[Items from a dataset]
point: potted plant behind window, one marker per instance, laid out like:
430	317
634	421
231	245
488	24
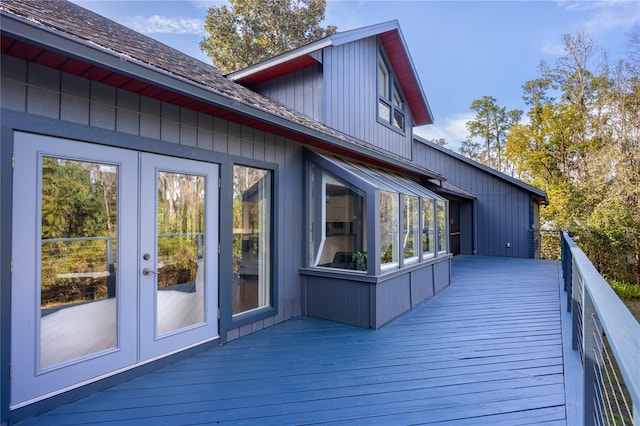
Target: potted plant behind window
359	260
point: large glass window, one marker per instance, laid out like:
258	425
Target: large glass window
407	218
442	226
428	228
411	231
338	223
391	105
252	235
389	241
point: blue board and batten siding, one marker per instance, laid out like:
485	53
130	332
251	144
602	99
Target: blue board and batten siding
44	100
371	302
503	210
341	92
350	82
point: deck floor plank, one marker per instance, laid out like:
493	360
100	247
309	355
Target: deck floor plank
486	350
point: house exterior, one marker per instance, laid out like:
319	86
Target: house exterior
153	207
491	213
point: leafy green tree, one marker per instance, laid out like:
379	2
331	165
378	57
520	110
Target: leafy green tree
491	124
583	149
471	149
250	31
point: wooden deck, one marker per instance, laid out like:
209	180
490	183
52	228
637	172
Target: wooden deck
486	350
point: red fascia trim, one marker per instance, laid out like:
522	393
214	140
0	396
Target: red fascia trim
278	70
403	70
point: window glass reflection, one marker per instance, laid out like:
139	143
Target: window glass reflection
410	233
78	286
252	218
389	207
338	223
442	226
428	228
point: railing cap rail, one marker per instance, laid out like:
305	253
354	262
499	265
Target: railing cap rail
621	328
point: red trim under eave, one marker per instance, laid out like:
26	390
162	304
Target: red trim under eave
278	70
401	64
77	67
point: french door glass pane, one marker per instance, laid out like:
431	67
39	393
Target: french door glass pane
181	251
252	211
442	226
428	227
79	222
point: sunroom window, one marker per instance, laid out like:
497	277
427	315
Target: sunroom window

> _GOAL OF THE EXERCISE_
If a line in the data holds the string "sunroom", copy that line.

> _WRITTEN ANSWER_
point: sunroom window, one marker per instance, laid out like:
Target: sunroom window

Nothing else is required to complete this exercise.